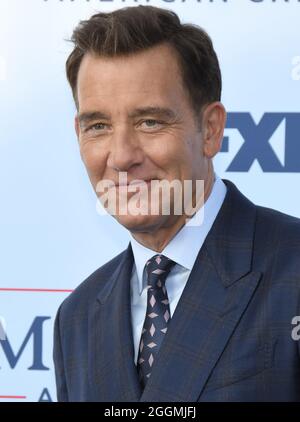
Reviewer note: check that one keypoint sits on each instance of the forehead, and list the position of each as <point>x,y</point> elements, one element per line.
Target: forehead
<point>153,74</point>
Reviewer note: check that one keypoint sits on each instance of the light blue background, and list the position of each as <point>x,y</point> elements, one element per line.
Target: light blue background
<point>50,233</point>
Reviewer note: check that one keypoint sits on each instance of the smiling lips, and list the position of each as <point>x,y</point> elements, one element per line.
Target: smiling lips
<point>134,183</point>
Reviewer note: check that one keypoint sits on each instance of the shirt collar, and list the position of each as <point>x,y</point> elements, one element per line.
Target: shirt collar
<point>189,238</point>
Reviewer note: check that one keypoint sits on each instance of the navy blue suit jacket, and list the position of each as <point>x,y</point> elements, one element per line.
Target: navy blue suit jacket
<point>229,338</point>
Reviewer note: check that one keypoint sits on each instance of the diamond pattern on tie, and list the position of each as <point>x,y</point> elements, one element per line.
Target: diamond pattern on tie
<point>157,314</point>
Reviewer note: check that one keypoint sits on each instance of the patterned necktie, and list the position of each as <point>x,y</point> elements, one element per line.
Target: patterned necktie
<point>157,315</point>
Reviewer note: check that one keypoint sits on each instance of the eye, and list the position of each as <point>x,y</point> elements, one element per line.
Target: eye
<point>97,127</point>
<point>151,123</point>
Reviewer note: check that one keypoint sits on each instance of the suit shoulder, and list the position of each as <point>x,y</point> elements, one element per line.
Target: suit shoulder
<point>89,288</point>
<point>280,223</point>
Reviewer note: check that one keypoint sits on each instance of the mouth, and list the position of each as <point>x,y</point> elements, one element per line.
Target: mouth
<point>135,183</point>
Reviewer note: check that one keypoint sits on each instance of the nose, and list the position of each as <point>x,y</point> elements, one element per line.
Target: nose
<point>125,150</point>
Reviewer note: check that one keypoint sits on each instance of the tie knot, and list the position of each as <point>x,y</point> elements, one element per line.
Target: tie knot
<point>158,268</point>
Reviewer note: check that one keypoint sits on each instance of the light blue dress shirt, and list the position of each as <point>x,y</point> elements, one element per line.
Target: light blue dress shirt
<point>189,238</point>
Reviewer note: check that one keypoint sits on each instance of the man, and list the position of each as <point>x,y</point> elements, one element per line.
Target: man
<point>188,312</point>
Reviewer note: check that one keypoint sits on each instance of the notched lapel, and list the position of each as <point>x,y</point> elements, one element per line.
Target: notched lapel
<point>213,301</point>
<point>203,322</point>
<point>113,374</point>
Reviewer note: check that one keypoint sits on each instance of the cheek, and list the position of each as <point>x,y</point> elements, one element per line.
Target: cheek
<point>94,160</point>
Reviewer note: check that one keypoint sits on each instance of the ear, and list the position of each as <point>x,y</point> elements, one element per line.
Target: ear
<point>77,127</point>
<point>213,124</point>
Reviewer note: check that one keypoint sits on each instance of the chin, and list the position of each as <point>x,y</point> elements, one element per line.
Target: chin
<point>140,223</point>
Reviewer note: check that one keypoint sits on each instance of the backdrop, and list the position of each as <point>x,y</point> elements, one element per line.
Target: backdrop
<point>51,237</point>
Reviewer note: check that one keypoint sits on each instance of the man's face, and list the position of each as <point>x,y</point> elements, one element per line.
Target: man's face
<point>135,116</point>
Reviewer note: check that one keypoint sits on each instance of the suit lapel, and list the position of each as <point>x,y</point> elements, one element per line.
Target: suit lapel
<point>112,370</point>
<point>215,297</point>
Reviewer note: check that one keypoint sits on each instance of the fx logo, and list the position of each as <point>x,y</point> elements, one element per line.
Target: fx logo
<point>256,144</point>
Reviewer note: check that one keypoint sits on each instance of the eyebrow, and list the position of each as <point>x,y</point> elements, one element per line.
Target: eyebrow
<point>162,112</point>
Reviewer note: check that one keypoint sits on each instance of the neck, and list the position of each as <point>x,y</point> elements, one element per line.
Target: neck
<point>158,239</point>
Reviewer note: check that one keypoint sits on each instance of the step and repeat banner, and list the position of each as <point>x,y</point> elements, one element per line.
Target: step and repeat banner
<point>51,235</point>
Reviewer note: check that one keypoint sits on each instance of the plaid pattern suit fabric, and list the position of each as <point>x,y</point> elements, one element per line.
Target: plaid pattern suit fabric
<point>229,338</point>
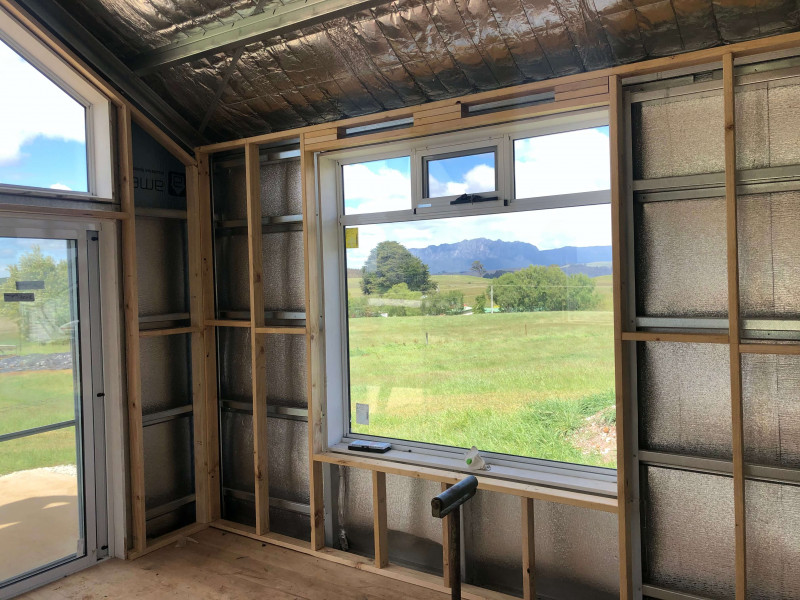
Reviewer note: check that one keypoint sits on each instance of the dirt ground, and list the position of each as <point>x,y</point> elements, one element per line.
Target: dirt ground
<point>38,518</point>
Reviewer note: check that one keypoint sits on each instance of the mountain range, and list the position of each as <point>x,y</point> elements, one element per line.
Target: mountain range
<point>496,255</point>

_____

WORK REQUIRED |
The material is to be written out word for word, and the pictures are to be left out.

RESULT |
Reviewer note: check that one keypoint sits on each instance of the forehead, and list the position of each as <point>x,y</point> elements, one element per line.
Target: forehead
<point>153,74</point>
Reviewer note: check that one keypoint sits on each instance of the light blue background, and list the position of each as <point>x,y</point> elements, one element per line.
Target: light blue background
<point>50,233</point>
Reviewer note: check that one keypoint sits on each instance of the smiling lips, and list the position of each as <point>x,y</point> elements, one element per line.
Target: smiling lips
<point>134,183</point>
Reviewer note: check that one keypoint sits on each instance of the shirt collar, and list the position of each as <point>x,y</point> elements, one element per line.
Target: shirt collar
<point>189,238</point>
Reviewer note: check that one keypoint sits on each instance of the navy blue suit jacket, and list the position of each as <point>x,y</point> elements, one element per line.
Target: navy blue suit jacket
<point>229,338</point>
Reviewer note: check that one keypoint sits on each instance of the diamond pattern on tie, and list the position of each as <point>x,y</point> elements, one element per line.
Target: diamond pattern on tie
<point>157,314</point>
Reviewer note: check that one keypoint sits on each instance of the patterned necktie, and list the position of each as <point>x,y</point> elements, one element per line.
Target: patterned necktie
<point>157,315</point>
Reviewer note: check that one keypoint sits on each instance of the eye, and list the position of each as <point>x,y</point> elements, one element per line.
Target: eye
<point>97,127</point>
<point>151,123</point>
Reviewer note: check that one keypoint sits on each instance of the suit shoulder, and list the position of each as <point>x,y</point> elements, one element per line.
Target: suit shoulder
<point>89,288</point>
<point>280,223</point>
Reviewer note: check that one keypoint sits on each instance of the mouth, and list the position of each as <point>x,y</point> elements, one element per line.
Target: mouth
<point>135,183</point>
Reviewer note: check that one keypoint sits on each instance of the nose, and list the position of each as <point>x,y</point> elements, one element per line.
Target: nose
<point>125,150</point>
Reviewer note: check that one keypoint sits on each instance of the tie knot, and list the position of each as <point>x,y</point> elements, one element per line.
Target: tie knot
<point>158,268</point>
Reviewer note: check that one keypoint sits on each instance of the light blue dress shirt, and list the position of each as <point>x,y</point> elements, one element per line.
Target: light blue dress shirt
<point>189,238</point>
Reviewer note: check that one keypoint sits on each instance of the man, and list the position of each as <point>x,y</point> elements, one element per line.
Target: man
<point>188,312</point>
Reviewer note: check that one keypoint sits on each instance of the notched lapel, and list the position of each as <point>x,y</point> elements, one element per line.
Target: notched lapel
<point>213,301</point>
<point>203,322</point>
<point>113,374</point>
Reviewer note: check that one keypoint sits on each instance of the cheek, and list the position of each as <point>x,y</point> elements, one element per line.
Target: cheek
<point>94,160</point>
Reviewer note: check that one keypoint sits on each instance of the ear, and list the position of each as <point>x,y</point> elements, one element per line.
Target: ear
<point>77,127</point>
<point>213,124</point>
Reviewer note: check that one keypoint sits on each instance of the chin, and list the position of each as <point>x,y</point> elements, one element per line.
Target: chin
<point>140,223</point>
Reviewer note: check that one keypoint sits on each instance of the backdrop, and list the position of each as <point>x,y</point> elements, one element per line.
Target: backdrop
<point>51,237</point>
Reviewer note: check that one keypoint sits on each instance of the man's face, and list the position of each as <point>x,y</point> elements, one element per line.
Target: man's face
<point>135,116</point>
Reviewer note: check that one keypoint sits on each instance of the suit lapel, and list the position of each as <point>x,y</point> elements, one element per line.
Target: suit lapel
<point>112,370</point>
<point>215,297</point>
Reviewer note: check that one keypoint sits on each instance of the fx logo, and list the position of each as <point>x,y</point> elements, one element per line.
Target: fx logo
<point>256,144</point>
Reviewer note: check that one keypoint sits on each instance of the eyebrow, and list the position of each as <point>x,y</point> elements, one element per line.
Target: eyebrow
<point>162,112</point>
Reviewer note: check that one keypoint sits on each instance of the neck, and list the position of each as <point>x,y</point> elements, one element per line.
Target: neck
<point>158,239</point>
Reviewer note: check that one keypoint sits on each instance of the step and repeat banner, and list the position of each as <point>x,y</point> elements, one element per line.
Target: step and repeat banner
<point>51,235</point>
Reviewer note: check that one keypoint sits on each instance of the plaid pattern suit fabric, and list the position of each as <point>x,y</point> elements, one element per line.
Target: plaid pattern suit fabric
<point>229,338</point>
Reviewer note: check that one keypoint sits on each instance of the dirt ground, and list the position of each as <point>x,y</point> elements, one element per line.
Target: dirt ground
<point>38,518</point>
Reviewer note: check that one keypoint sits on each instance of the mountain range, and list the position of each as <point>x,y</point> elements, one element per line.
Target: mountain range
<point>496,255</point>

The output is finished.